* _TEXTE EXTRAIT_
───
Mais qu’est-ce que tout cela nous dit vraiment de la santé mentale des artistes d’aujourd’hui, en particulier dans la musique électronique, où l’on glorifie la nuit, l’excès, la performance, la productivité ?
Libération arrive à une conclusion similaire dans son article « Artistes et troubles psychiques, une créativité folle » de Nicolas Celnik : l’image du « génie créatif, esprit torturé » n’est « pas totalement fausse », mais elle simplifie à l’extrême la réalité des troubles et contribue à entretenir un imaginaire où la souffrance semble presque attendue chez les artistes de renoms. Est-ce que la création doit forcément naître d’un sentiment de souffrance voire d’un trouble psychique, pour toucher le sublime ? C’est bien là une idée erronée voire illusoire.
La catharsis musicale
Non que l’art ne puisse rien à la douleur, créer c’est cathartique. C’est peut-être encore plus vrai dans la musique électronique. La souffrance psychique, comme la musique, a quelque chose d’invisible. Elle ne se voit pas, elle se vit de l’intérieur. Cela peut paraître un peu métaphysique, parce que ça l’est, mais le rythme et les basses soignent. (voir Bensimon, M., Amir, D., & Wolf, Y. (2008). Drumming through trauma: Music therapy with post-traumatic soldiers. The Arts in Psychotherapy, 35(1), 34-48.
Par exemple, l’onde 73hz, reconnue pour combattre l’anxiété, est souvent présente dans beaucoup de tracks sans même qu’on s’en rende compte. Pour parler plus technique, tous morceaux en Ré avec un Sub sur D2 tournera fondamentalement autour de 73hz. En réalité, la plupart des Kicks et bass lines descendent dans cette zone. Les Gamma waves (au dessus de 30hz) ont donc des propriétés relaxantes et permettent parfois des états de conscience élevée. Ceci explique cela, voilà pourquoi la musique électronique parle autant à notre cerveau, le nôtre, mais aussi celui des artistes.
Et pour certains d’entre eux, produire ou mixer, c’est justement ça : transformer un chaos intérieur en thérapie par le son.
───
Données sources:
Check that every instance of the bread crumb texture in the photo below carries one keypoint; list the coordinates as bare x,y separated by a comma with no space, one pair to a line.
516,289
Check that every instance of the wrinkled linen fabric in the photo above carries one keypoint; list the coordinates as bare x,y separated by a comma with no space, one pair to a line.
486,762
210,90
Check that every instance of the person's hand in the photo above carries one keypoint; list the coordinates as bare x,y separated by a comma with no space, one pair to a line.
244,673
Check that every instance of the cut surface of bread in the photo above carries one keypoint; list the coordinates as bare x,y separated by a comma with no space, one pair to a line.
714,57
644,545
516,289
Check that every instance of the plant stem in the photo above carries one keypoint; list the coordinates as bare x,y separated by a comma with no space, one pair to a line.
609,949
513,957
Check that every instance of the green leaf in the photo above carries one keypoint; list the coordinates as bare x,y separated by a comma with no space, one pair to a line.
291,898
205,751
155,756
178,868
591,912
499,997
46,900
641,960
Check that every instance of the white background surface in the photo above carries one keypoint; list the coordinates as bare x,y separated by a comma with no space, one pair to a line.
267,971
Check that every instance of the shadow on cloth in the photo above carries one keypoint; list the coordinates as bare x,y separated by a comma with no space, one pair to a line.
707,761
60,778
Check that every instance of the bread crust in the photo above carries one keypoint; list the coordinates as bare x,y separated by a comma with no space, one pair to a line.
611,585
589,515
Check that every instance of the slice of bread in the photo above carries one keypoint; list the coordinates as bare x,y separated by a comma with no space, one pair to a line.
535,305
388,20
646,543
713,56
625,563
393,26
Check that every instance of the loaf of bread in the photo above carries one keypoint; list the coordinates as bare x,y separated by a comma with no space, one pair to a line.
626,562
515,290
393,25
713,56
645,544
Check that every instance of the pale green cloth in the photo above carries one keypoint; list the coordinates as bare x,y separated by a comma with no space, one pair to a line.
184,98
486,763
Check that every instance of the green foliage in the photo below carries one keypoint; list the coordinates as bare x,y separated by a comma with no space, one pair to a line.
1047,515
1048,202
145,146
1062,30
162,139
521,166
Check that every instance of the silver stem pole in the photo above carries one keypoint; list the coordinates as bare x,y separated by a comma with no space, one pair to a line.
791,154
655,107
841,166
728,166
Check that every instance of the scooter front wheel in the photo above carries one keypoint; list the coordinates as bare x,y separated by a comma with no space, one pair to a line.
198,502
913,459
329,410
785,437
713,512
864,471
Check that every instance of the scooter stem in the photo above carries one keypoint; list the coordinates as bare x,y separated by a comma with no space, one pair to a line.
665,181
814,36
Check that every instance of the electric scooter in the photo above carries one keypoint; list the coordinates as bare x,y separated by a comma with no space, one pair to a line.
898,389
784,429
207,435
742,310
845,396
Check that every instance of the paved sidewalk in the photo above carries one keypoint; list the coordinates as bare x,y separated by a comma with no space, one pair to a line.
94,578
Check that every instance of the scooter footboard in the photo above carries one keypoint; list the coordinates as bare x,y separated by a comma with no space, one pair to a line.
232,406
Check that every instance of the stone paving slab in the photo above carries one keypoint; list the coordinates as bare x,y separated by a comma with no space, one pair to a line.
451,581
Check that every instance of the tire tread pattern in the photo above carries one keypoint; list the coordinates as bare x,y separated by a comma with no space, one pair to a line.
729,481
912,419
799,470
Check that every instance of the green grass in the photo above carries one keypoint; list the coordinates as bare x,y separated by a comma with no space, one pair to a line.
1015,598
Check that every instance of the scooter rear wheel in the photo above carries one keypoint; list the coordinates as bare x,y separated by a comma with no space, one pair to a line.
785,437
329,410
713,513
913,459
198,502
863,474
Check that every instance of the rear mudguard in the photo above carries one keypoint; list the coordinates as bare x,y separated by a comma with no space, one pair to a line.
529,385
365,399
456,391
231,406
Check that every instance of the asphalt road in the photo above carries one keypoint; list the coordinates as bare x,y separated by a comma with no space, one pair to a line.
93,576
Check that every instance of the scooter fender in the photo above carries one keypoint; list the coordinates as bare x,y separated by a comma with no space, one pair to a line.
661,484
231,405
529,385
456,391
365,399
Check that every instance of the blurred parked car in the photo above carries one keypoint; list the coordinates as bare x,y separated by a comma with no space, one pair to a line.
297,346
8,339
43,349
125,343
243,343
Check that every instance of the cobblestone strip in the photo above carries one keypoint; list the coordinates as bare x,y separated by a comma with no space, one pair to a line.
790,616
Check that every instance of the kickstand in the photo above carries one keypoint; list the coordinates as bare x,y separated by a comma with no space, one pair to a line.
───
* _TÂCHE À RÉALISER 1_
Recopiez le passage du texte sur la santé mentale des artistes compris entre « La catharsis musicale » et « Psychotherapy, 35(1), 34-48. », ces deux bornes incluses.
* _TÂCHE À RÉALISER 2_
D'après le texte sur la santé mentale des artistes, quelles sont les choses que l'on glorifie dans la musique électronique ? Donnez-les toutes.

* _SOLUTION PROPOSÉE 1_
La catharsis musicale
Non que l’art ne puisse rien à la douleur, créer c’est cathartique. C’est peut-être encore plus vrai dans la musique électronique. La souffrance psychique, comme la musique, a quelque chose d’invisible. Elle ne se voit pas, elle se vit de l’intérieur. Cela peut paraître un peu métaphysique, parce que ça l’est, mais le rythme et les basses soignent. (voir Bensimon, M., Amir, D., & Wolf, Y. (2008). Drumming through trauma: Music therapy with post-traumatic soldiers. The Arts in Psychotherapy, 35(1), 34-48.

* _SOLUTION PROPOSÉE 2_
La nuit, l'excès, la performance et la productivité.